[WHAT YOU SHOULD DO]
Decide whether each statement below agrees with the municipal AI agent text. Answer yes or no for each one, and quote the exact words from the text that settle it. 1. The text recommends starting with high-volume, low-risk services. 2. The text recommends generative flows for legal, billing, and emergency information. 3. The text says the 95% accuracy rate comes from long-term production use.

[EXERCISE TEXT]
=== Begin Enclosure ===
Hallucination and stale content
Even when grounded in website content, generative models can paraphrase incorrectly or omit critical details. The Citizen Services template explicitly states that AI-generated answers can contain mistakes. For tax penalties, emergency notices, or other high-impact information, cities should provide deterministic responses, direct links to authoritative documents, and explicit validation steps.

Privacy and document handling
If agents accept file uploads or use OCR, document extraction becomes a privacy concern—especially if citizens inadvertently upload personally identifiable information. Clear data retention, consent, and DLP policies must be in place, with privacy notices posted on the public site.

Cost, quotas, and scaling
Copilot Studio agents consume messages and are subject to metered usage. Sudden spikes (e.g., a snow emergency or a tax deadline) can exhaust quotas and generate unexpected bills. Administrators should forecast consumption, set alerts, and implement fallback messages or throttling strategies.

A practical checklist for municipal IT teams

Drawing from Montréal’s deployment and Microsoft’s guidance, other cities can use this structured approach:

Define scope and success metrics – Start with high-volume, low-risk services (waste schedules, facility hours). Set CSAT and containment targets, plus thresholds for false positives.
Curate knowledge sources – Identify authoritative website sections and add curated Q&A pairs for high-stakes topics.
Build hybrid flows – Use deterministic topics for legal, billing, and emergency info; generative flows for broad queries; API calls for live data.
Implement identity and least privilege – Validate authentication end-to-end and review Dataverse table/field permissions.
Test rigorously – Run a controlled pilot with representative citizen queries; measure accuracy, hallucination, and edge-case failures.
Set governance and telemetry – Configure analytics (Power BI or Copilot Studio’s built-in) and approval workflows for content and model changes.
Plan for scale and cost control – Set message quotas, alerts, and fallback modes; model seasonal demand surges.
Communicate transparently – Clearly label the agent as automated, provide fallback to human agents (311), and post privacy notices.

These steps reflect what Montréal operationalized: a deliberate balance of generative AI with curated determinism, custom entities for local context, and formal cybersecurity sign‑offs.

What Montréal’s experience suggests about broader adoption

Montréal’s rollout demonstrates that a large, complex city can deliver tangible improvements in citizen experience using modern low‑code tools and a pragmatic hybrid architecture. The combination of content grounding at scale, real‑time API integrations, and internal ownership creates a template for peer agencies that want to move beyond static FAQs.

At the same time, the early metrics—while promising—should be interpreted with practical caution. The 85% generative share and 95% accuracy rate are meaningful operational signals, but they come from a specific early production period and controlled testing. Long‑term performance will depend on user diversity, seasonal surges, model updates, and sustained governance. No municipal AI agent is a “set it and forget it” asset.
=== End Enclosure ===
[ENTRIES PROVIDED]
=== Begin Enclosure ===
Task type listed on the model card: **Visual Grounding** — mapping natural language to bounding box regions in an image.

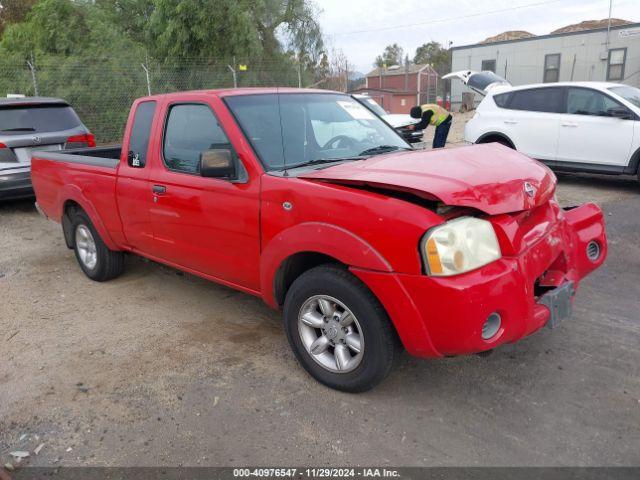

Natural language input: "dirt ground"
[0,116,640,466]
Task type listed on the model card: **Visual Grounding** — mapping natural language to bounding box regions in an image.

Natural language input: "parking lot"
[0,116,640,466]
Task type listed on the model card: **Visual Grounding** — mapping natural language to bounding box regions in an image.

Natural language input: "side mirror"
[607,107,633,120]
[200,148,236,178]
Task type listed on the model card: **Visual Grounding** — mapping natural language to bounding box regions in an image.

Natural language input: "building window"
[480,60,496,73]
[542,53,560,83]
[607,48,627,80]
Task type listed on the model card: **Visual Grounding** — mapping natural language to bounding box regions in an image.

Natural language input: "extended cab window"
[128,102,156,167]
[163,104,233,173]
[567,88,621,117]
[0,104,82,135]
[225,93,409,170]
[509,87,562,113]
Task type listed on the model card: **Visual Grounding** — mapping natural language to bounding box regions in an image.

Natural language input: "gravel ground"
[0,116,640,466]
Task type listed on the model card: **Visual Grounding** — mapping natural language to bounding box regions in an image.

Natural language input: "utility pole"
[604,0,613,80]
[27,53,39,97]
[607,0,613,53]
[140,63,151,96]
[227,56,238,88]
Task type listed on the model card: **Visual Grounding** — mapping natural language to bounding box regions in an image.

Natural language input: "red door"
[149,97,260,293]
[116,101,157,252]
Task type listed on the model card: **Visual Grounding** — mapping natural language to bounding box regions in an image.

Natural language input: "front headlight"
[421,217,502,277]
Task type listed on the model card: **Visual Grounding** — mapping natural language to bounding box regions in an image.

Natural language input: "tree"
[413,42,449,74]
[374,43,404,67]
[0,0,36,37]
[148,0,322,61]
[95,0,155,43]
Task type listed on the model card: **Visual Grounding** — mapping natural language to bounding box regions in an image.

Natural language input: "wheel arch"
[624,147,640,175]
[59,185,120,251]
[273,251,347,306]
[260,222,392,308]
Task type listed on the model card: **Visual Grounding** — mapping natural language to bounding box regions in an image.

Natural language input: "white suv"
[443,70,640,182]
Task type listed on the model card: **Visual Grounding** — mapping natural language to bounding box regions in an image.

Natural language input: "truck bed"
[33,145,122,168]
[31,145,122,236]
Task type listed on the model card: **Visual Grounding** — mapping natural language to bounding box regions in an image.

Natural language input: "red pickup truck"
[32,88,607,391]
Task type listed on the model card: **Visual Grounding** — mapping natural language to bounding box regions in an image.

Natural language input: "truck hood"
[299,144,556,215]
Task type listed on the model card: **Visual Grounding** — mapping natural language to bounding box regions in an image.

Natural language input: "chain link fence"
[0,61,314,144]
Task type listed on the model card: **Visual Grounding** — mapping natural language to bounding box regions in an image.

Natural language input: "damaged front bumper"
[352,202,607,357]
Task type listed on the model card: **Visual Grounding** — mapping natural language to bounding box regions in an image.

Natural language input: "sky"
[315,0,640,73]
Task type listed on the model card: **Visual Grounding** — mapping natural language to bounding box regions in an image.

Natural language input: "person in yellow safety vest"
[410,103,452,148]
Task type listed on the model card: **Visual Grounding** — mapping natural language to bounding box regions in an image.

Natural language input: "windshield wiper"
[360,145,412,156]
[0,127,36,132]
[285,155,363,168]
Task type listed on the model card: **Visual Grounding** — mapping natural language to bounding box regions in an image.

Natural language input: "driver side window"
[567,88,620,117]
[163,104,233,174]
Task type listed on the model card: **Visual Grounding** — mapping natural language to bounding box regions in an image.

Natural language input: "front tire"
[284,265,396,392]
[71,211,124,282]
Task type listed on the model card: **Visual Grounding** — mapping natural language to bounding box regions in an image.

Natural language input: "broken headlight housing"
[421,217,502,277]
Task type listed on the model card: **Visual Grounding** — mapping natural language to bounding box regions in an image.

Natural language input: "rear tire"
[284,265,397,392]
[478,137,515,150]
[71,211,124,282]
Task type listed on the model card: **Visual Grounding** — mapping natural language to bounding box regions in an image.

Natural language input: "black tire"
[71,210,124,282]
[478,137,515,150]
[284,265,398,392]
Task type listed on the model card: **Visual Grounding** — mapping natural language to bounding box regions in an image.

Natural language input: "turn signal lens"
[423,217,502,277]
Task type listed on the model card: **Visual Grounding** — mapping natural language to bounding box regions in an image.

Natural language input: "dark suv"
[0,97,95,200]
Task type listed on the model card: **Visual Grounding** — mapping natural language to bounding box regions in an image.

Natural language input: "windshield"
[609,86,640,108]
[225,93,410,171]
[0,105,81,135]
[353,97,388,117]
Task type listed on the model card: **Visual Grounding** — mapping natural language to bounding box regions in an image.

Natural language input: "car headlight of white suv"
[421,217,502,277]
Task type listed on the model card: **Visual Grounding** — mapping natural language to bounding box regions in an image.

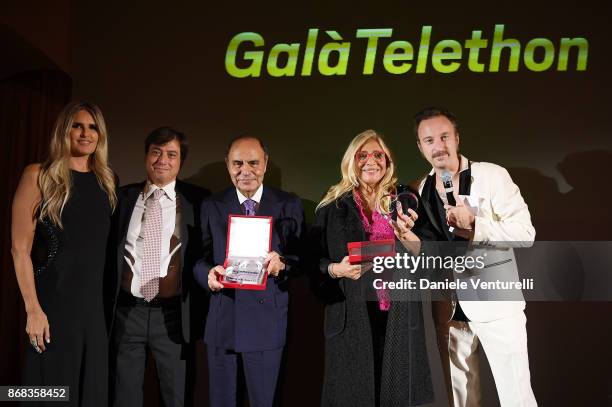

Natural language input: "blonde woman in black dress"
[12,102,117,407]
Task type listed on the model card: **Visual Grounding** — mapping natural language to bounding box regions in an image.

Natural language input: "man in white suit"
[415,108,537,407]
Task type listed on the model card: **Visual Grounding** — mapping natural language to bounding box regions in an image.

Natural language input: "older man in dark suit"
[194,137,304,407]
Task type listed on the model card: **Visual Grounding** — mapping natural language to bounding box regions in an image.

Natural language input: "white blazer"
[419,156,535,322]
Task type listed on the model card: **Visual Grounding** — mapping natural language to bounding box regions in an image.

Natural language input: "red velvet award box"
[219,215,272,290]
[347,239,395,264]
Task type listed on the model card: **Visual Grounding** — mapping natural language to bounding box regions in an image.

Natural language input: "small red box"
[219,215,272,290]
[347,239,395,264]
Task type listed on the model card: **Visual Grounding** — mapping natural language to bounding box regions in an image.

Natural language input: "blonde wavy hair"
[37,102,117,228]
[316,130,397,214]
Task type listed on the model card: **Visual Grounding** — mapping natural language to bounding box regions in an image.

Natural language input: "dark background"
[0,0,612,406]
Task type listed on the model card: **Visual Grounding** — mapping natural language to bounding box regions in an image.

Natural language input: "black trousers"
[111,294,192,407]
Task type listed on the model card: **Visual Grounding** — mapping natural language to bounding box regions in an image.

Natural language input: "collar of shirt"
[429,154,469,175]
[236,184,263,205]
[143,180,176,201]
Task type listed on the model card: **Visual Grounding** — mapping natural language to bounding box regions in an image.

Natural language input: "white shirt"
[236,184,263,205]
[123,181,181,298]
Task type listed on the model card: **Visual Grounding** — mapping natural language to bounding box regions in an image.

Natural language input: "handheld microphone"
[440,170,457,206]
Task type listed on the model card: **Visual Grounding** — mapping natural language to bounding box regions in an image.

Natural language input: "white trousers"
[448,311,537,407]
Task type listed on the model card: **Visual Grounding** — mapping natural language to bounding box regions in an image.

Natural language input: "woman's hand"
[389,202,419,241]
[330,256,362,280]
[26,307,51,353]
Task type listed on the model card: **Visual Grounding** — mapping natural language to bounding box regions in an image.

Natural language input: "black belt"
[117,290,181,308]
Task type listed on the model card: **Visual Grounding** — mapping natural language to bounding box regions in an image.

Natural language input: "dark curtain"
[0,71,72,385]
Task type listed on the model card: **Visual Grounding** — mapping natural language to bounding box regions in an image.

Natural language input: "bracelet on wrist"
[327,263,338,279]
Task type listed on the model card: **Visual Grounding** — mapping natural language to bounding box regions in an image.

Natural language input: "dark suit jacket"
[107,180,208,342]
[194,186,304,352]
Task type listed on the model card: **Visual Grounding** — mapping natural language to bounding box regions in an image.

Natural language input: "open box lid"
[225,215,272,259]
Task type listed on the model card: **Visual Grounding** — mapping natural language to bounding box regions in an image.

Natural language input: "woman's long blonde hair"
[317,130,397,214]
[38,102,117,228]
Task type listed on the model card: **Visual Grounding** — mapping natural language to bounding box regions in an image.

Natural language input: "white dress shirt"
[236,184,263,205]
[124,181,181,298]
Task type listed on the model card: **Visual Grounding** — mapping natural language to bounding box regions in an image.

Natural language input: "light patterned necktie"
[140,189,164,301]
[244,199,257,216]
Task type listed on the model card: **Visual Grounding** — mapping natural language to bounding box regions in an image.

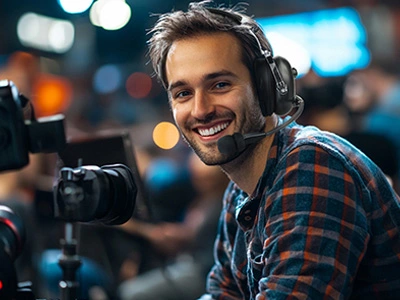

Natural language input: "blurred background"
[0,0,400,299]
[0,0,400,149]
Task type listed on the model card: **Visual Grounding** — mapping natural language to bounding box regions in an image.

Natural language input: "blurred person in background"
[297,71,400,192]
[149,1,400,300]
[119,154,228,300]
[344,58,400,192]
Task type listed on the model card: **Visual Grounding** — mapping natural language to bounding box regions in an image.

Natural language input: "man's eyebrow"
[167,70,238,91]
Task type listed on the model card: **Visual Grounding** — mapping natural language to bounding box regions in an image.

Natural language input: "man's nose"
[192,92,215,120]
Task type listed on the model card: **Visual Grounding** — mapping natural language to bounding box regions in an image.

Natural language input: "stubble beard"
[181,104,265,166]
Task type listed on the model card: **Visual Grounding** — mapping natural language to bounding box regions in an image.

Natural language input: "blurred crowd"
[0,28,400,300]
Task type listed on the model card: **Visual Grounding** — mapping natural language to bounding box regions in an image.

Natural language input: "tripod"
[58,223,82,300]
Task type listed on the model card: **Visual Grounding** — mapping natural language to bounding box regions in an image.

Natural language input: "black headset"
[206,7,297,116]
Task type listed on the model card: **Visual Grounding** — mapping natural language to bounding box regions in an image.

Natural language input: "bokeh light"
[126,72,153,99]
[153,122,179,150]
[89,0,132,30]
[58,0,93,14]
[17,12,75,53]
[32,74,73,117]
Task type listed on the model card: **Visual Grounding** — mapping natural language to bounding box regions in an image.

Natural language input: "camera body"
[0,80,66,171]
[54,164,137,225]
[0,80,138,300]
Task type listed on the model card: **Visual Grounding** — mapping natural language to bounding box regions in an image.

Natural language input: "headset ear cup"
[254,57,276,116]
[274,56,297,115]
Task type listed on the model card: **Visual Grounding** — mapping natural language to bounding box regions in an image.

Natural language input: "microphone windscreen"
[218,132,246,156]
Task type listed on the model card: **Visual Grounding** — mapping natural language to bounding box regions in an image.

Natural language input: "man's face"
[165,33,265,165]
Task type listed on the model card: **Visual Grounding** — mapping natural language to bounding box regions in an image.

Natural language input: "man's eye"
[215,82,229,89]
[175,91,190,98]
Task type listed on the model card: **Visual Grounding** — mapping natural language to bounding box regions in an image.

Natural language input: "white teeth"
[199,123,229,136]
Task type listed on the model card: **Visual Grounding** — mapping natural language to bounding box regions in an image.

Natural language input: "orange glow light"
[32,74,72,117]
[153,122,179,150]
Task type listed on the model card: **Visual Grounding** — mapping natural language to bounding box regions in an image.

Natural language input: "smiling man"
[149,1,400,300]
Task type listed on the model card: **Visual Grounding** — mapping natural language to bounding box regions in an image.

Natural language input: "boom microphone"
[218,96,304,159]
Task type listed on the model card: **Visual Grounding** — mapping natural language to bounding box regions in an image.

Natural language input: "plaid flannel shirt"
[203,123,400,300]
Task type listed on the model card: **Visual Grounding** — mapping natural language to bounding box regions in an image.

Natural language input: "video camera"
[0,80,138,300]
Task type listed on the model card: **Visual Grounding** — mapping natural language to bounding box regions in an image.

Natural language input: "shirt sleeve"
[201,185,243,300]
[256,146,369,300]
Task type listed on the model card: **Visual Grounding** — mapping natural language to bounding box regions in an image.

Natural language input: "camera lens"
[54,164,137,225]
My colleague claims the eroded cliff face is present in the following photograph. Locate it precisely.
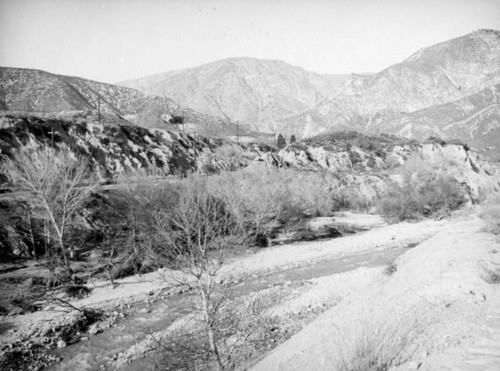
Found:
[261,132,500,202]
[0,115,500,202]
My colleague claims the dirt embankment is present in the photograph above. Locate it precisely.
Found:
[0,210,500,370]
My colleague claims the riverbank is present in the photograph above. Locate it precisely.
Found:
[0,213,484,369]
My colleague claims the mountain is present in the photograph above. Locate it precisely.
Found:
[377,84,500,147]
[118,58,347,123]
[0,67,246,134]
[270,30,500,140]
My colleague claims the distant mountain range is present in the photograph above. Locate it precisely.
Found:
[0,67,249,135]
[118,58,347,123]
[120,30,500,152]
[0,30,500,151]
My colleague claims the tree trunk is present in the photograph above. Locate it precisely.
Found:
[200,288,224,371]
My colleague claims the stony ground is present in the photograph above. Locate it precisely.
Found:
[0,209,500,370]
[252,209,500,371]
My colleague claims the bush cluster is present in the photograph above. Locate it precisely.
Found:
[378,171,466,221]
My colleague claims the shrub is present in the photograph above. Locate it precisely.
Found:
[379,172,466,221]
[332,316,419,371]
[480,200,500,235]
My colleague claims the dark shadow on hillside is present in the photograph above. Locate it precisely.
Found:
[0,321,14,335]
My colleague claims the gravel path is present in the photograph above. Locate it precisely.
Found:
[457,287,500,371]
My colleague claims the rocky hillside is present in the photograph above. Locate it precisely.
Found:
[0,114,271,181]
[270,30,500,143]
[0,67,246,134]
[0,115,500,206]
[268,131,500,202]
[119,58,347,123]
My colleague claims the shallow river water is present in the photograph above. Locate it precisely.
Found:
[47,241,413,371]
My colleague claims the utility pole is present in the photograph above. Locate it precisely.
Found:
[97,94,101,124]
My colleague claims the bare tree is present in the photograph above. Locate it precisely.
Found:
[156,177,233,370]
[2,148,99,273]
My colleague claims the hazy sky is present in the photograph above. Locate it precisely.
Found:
=== End Enclosure ===
[RESPONSE TO THIS EXERCISE]
1. Yes: "Start with high-volume, low-risk services (waste schedules, facility hours)."
2. No: "Use deterministic topics for legal, billing, and emergency info; generative flows for broad queries"
3. No: "they come from a specific early production period and controlled testing."